***** Passage to read *****
The Strange Debt-Ceiling History Behind the Fiscal Cliff


There wouldn't be a fiscal cliff without the debt ceiling. So why does the United States have a debt ceiling? And how did it pass into law? To understand how we got here, it helps to know where we've come from. The origins of the debt ceiling are buried in several crisis-driven legislative acts, each contributing a part of the puzzle that has given Congress a political football and the country its fiscal cliff. Let's examine the history of these acts to figure out how they've shaped the debate to this day.

An unusual situation
Most countries have no such limits to their debt. The only legislative arrangement that comes close is Denmark's, but that country operates under a multiparty system in which no single party has held a majority since the turn of the 20th century, and in which coalitions of several parties are the norm. Denmark's debt ceiling also happens to be far higher than that country's current debt level, and its last raise more than doubled the height of that ceiling. The American debt ceiling, in contrast, has been nudged higher bit by bit over the years, usually to a point that requires raising it again within a year or two.

How we built this ceiling
How did the U.S. get to a point where government debt could be used as a political hostage? It all began 95 years ago. America had been goaded into war by Germany's aggressive acts, which included a catastrophic diplomatic effort to turn Mexico against the U.S., as well as submarine attacks on American ships. The country needed to raise a lot of money -- and fast -- to mobilize. The only problem was that each individual issue of federal debt had to first be approved by the government. With a war to manage, Congress had its hands full.

The legislature came up with a solution to lighten its workload in the Second Liberty Bond Act of 1917. This act not only authorized the issue of at least $3 billion in new Liberty bonds, but also set a limit to the total debt capacity that the U.S. could issue -- although this limitation was distributed in piecemeal fashion across both the newest Liberty bond issuance and older federal debts. The Treasury, in charge of debt issuance, was granted more power and flexibility to manage the nation's finances. The first "debt ceiling" had been created, and the U.S. was free to issue $11.5 billion in new debt, equal to about $193 billion in today's terms.

The Second Liberty Bond Act remained the core piece of debt-raising legislation until 1982, as Congress continued to amend the Act each time an increase or policy change became necessary. However, it took the looming threat of another World War to consolidate the separate debt limits into one overarching debt ceiling. On July 20, 1939, the Public Debt Act came into force. Its particulars, according to a review of 1939's Congressional measures by The New York Times, were:

Amends Section 21 of the Second Liberty Bond Act by striking out the limitation of $30 billion on the amount of bonds which may be outstanding at any one time. ... The purpose of this act is to provide greater flexibility in management of the public debt. Under the Second Liberty Bond Act, as amended, the total amount of public debt obligations which may be outstanding at any one time is $45 billion, but this was subject to a limitation (now repealed) of $30 billion on the amount of bonds which might be outstanding at one time.
***** Rows *****
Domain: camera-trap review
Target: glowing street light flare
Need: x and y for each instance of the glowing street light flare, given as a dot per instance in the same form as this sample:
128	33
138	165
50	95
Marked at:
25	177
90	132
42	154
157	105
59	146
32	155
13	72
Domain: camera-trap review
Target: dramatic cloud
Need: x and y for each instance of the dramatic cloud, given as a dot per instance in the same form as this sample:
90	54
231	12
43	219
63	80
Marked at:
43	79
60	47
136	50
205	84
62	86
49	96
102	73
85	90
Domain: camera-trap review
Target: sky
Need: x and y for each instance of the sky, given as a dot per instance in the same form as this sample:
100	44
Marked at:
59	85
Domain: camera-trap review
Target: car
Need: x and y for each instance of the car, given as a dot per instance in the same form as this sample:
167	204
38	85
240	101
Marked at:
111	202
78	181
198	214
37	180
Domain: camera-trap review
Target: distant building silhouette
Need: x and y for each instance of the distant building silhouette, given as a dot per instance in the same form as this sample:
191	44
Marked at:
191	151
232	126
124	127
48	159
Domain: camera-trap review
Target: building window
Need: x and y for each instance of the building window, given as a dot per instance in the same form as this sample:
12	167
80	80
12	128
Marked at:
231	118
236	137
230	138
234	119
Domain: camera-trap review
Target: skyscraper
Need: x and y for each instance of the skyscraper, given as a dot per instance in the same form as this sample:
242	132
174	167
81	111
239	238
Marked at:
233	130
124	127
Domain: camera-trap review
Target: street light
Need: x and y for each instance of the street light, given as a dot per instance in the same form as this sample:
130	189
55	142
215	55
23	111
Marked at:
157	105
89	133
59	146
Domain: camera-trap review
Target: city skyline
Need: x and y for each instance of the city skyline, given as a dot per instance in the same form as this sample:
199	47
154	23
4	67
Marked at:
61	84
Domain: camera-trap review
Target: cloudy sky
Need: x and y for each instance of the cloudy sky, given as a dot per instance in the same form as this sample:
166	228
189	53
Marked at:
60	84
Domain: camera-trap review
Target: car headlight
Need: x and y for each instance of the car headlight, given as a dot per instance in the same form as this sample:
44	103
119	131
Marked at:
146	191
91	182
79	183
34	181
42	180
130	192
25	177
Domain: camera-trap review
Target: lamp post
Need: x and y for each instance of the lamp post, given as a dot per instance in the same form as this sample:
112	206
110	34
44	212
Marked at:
*****
*Short problem A*
Name every country mentioned in the article on the history of the debt ceiling.
*Short problem B*
According to the debt-ceiling article, on what date did the Public Debt Act come into force?

*Written answer A*
United States, Denmark, Germany, Mexico

*Written answer B*
July 20, 1939